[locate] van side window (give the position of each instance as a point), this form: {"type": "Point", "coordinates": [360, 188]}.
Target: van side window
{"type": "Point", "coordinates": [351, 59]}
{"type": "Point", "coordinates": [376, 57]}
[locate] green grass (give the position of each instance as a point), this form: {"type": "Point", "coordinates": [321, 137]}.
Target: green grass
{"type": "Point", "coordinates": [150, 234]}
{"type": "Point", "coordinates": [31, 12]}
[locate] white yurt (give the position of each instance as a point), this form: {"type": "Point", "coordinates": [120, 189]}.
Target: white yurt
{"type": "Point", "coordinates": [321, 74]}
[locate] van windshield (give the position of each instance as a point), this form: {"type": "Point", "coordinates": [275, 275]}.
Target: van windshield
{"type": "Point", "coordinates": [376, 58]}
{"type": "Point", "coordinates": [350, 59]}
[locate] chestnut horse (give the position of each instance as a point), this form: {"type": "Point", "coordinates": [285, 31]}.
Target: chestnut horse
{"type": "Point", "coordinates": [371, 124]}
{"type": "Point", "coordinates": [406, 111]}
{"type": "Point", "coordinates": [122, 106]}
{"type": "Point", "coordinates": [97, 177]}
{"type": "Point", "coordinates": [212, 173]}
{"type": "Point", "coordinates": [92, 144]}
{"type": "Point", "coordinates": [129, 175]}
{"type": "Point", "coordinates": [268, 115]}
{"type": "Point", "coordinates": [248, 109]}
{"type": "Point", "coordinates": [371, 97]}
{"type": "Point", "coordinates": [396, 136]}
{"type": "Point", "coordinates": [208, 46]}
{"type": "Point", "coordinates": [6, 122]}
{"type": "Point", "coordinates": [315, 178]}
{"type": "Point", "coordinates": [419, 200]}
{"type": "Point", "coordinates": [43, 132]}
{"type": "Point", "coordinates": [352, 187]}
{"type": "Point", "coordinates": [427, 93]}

#####

--- SET TASK ---
Lay out the items above as a two-column CSV with the headers item_text and answer, one row per item. Put each item's text and its full answer in one quoted field apiece, replacing any line breaks with spaces.

--- SOLUTION TO THE EXERCISE ---
item_text,answer
"[locate] van side window (give the position of each instance as a point), this form: {""type"": ""Point"", ""coordinates"": [360, 188]}. Target: van side window","{""type"": ""Point"", ""coordinates"": [351, 59]} {""type"": ""Point"", ""coordinates"": [376, 57]}"
"[locate] green grass (give the position of each instance as a point), this form: {""type"": ""Point"", ""coordinates"": [321, 137]}. Target: green grass","{""type"": ""Point"", ""coordinates"": [150, 234]} {""type"": ""Point"", ""coordinates"": [31, 12]}"
"[locate] white yurt (give the position of each instance as a point), this form: {""type"": ""Point"", ""coordinates"": [120, 189]}. Target: white yurt","{""type"": ""Point"", ""coordinates"": [321, 74]}"
"[locate] van windshield (give the position of each instance as a point), this form: {""type"": ""Point"", ""coordinates"": [275, 275]}. Target: van windshield","{""type"": ""Point"", ""coordinates"": [376, 58]} {""type"": ""Point"", ""coordinates"": [350, 59]}"
"[locate] chestnut horse (give the position of each instance as a point), this form: {""type"": ""Point"", ""coordinates"": [285, 31]}. Target: chestnut horse","{""type"": ""Point"", ""coordinates"": [371, 124]} {""type"": ""Point"", ""coordinates"": [406, 111]} {""type"": ""Point"", ""coordinates"": [122, 106]} {""type"": ""Point"", ""coordinates"": [97, 177]} {""type"": ""Point"", ""coordinates"": [212, 173]} {""type"": ""Point"", ""coordinates"": [92, 144]} {""type"": ""Point"", ""coordinates"": [129, 175]} {""type"": ""Point"", ""coordinates"": [268, 115]} {""type"": ""Point"", ""coordinates"": [248, 109]} {""type"": ""Point"", ""coordinates"": [371, 97]} {""type"": ""Point"", ""coordinates"": [396, 136]} {""type"": ""Point"", ""coordinates"": [208, 46]} {""type"": ""Point"", ""coordinates"": [6, 122]} {""type"": ""Point"", ""coordinates"": [315, 178]} {""type"": ""Point"", ""coordinates"": [419, 200]} {""type"": ""Point"", ""coordinates"": [43, 132]} {""type"": ""Point"", ""coordinates"": [352, 187]} {""type"": ""Point"", ""coordinates"": [427, 93]}"